→ **EXERCISE OBJECTIVE**
Rescale the entries below, starting at the line that has "Note to the class: point out the green" and stopping after the line that has "<point>625,214</point>". Give back only those lines, with the text lines unchanged and every answer coordinate multiplied by 1.95 and rounded to a whole number, halves up.

→ **MATERIAL FOR THIS TASK**
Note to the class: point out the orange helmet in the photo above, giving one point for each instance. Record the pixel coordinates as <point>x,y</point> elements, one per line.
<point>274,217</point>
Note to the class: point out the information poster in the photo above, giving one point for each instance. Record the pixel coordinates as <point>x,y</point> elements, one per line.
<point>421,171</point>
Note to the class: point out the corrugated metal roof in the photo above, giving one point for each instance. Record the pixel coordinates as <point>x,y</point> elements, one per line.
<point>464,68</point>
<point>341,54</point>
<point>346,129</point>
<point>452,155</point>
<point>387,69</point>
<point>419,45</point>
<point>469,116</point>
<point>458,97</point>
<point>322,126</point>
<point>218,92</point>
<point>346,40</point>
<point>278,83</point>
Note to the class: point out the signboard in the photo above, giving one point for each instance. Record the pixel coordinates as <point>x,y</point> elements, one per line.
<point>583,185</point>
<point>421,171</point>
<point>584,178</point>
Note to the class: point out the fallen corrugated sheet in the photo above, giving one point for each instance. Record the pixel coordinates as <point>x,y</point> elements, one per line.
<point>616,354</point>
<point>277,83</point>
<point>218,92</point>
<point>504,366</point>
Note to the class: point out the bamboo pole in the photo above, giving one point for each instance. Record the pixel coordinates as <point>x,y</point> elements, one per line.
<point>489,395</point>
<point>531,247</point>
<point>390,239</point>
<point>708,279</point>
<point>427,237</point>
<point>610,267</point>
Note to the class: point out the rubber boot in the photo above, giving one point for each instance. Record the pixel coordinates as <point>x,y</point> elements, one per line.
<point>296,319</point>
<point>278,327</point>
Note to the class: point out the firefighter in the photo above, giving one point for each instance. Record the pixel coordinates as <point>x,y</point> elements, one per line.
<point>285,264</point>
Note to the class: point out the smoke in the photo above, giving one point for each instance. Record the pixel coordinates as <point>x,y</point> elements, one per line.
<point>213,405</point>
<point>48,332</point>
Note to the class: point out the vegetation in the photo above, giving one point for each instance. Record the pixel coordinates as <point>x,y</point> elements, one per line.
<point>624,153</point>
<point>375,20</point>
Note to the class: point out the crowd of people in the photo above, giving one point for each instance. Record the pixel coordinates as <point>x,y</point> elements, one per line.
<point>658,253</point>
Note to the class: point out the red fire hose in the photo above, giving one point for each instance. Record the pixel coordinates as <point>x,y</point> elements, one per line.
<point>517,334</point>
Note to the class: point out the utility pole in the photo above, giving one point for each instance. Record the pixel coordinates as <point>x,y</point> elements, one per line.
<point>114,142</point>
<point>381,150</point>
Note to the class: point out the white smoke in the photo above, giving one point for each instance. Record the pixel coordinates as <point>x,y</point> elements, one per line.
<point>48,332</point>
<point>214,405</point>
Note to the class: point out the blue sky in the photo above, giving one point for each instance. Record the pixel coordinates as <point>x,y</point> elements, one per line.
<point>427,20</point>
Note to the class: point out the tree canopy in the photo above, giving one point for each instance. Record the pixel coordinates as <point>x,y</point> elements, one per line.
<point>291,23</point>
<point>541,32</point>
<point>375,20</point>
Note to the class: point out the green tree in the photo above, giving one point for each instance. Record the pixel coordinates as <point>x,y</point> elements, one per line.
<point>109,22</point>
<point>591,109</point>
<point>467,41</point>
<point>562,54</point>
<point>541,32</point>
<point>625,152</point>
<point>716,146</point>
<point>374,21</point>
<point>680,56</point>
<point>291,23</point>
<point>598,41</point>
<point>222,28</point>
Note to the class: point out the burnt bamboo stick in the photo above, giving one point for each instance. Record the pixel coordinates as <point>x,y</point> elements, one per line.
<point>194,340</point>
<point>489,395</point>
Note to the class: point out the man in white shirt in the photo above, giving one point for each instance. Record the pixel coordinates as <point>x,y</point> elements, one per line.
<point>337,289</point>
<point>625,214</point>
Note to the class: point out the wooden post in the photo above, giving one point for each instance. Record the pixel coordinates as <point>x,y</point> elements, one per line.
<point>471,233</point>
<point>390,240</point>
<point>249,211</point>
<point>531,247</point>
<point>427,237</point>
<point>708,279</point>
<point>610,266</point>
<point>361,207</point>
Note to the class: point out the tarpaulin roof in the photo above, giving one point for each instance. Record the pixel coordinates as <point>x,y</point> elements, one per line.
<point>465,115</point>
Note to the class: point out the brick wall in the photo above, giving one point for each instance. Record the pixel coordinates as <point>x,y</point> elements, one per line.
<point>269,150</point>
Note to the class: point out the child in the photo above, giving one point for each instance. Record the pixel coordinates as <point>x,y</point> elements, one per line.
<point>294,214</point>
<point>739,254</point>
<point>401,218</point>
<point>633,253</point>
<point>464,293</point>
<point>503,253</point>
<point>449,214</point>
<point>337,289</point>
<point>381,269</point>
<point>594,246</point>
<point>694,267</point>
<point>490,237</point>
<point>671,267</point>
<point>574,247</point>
...
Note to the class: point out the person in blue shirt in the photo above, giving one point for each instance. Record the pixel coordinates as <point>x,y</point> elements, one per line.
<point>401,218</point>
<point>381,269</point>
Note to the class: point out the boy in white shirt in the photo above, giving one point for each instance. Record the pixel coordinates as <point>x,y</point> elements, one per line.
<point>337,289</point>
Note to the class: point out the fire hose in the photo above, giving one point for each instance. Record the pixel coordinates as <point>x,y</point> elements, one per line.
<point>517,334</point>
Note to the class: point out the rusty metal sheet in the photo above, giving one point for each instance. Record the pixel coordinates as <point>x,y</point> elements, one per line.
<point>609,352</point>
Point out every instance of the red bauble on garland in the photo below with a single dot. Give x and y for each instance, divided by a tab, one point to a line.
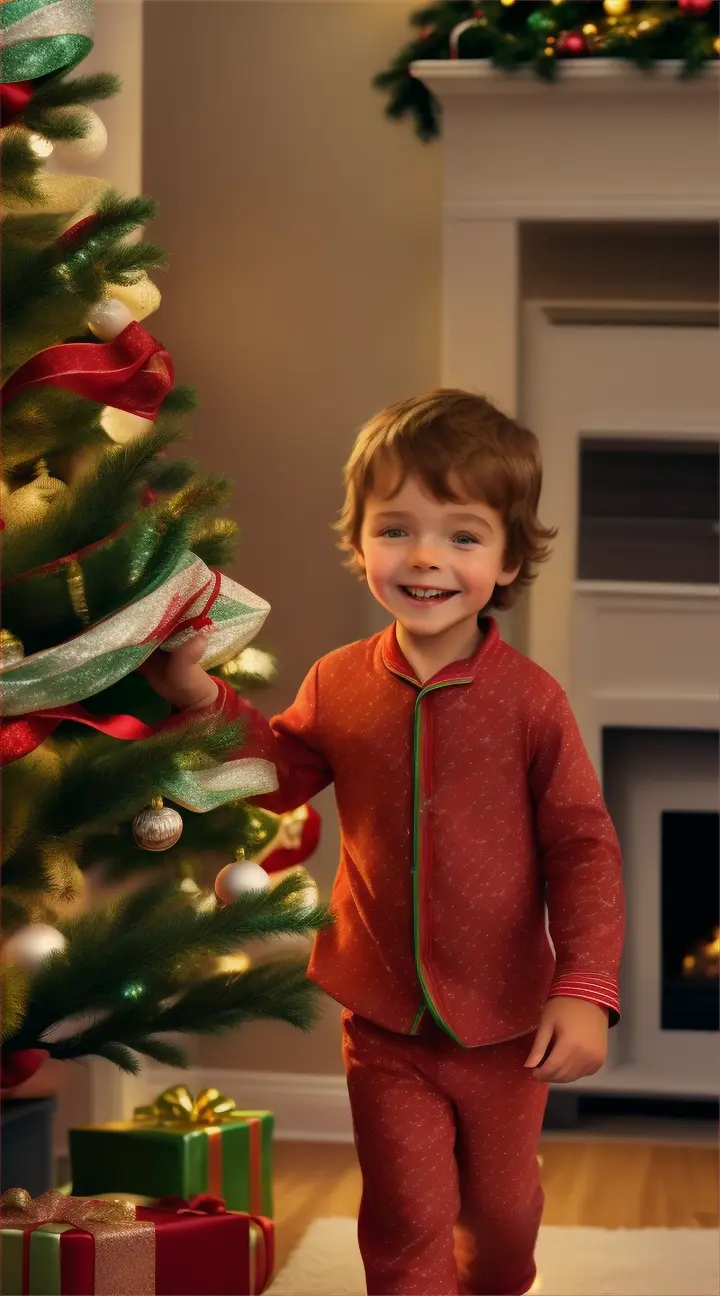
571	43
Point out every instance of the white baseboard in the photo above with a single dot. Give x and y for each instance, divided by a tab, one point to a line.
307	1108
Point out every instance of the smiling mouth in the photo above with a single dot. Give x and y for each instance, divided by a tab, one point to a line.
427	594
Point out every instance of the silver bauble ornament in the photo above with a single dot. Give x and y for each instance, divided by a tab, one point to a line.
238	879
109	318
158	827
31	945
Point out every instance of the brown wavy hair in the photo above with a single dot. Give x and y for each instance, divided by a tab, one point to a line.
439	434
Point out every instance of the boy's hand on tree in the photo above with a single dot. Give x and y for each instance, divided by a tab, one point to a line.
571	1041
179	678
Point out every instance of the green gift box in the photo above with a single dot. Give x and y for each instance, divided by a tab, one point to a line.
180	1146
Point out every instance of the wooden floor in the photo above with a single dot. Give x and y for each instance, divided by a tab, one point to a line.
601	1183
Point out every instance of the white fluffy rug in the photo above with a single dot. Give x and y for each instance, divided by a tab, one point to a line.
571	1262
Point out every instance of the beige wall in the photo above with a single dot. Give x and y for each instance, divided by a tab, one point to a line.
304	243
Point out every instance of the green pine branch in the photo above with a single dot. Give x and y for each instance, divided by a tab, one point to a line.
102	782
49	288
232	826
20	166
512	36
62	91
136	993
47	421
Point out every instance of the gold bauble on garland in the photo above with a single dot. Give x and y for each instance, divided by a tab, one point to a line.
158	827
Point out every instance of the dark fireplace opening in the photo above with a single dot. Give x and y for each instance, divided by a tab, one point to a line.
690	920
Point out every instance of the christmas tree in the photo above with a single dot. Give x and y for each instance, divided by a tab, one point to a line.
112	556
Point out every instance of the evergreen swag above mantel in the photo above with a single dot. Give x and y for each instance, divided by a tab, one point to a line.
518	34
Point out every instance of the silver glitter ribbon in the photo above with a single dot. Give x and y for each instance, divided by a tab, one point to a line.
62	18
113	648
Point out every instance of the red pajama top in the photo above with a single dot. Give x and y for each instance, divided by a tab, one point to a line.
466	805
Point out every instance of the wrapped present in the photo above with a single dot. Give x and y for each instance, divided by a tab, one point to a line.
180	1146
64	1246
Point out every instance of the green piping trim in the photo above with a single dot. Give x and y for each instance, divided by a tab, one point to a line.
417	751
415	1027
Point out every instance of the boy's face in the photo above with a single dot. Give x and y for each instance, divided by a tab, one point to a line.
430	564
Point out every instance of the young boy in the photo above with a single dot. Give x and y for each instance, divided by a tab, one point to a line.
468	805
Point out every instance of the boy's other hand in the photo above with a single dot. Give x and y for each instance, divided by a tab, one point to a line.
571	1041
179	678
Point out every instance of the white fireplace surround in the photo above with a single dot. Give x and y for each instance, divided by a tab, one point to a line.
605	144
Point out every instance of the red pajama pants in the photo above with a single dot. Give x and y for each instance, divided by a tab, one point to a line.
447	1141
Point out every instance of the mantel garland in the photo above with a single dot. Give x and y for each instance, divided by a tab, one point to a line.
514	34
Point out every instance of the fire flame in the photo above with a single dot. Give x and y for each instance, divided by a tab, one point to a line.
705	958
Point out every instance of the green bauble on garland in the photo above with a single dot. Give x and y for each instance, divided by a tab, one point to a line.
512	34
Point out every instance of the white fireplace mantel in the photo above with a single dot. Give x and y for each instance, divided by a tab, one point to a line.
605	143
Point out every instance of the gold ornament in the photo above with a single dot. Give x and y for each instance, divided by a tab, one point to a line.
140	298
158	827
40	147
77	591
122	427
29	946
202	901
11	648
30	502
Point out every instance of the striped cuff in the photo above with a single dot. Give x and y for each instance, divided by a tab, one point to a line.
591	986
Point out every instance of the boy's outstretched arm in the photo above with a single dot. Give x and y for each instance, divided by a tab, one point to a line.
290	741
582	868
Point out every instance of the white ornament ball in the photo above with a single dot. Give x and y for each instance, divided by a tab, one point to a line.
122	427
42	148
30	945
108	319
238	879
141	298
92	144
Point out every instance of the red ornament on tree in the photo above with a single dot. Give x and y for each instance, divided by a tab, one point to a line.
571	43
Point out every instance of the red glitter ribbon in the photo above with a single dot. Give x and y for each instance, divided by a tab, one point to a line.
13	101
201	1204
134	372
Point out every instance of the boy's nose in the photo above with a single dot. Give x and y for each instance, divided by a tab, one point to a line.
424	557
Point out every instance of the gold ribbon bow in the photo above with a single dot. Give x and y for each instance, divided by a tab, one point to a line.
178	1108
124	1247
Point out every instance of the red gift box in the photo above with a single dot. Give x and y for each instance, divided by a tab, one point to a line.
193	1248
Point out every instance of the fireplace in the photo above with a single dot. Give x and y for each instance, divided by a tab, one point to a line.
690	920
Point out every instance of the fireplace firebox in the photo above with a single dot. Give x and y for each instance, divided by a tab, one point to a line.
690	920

→ **ANSWER FOR THE TASK**
Note to the class: point out the green tree in the photo above, giving one point for each instance. Record the pixel coordinates as <point>x,y</point> elements, one per line.
<point>213,43</point>
<point>1152,213</point>
<point>911,80</point>
<point>1096,105</point>
<point>1055,62</point>
<point>1219,296</point>
<point>1396,285</point>
<point>729,41</point>
<point>1326,109</point>
<point>567,45</point>
<point>1166,80</point>
<point>433,55</point>
Note to the class: point out the burnt bamboo stick in the photo above, giving one point for each instance. Record the pixel coordinates as <point>x,y</point> elements, one per line.
<point>378,663</point>
<point>954,770</point>
Note to the class: point out the man in white shirt in the photo above, giving one point for each instance. Record the pixel coordinates as <point>x,y</point> elements, one per line.
<point>657,564</point>
<point>1219,417</point>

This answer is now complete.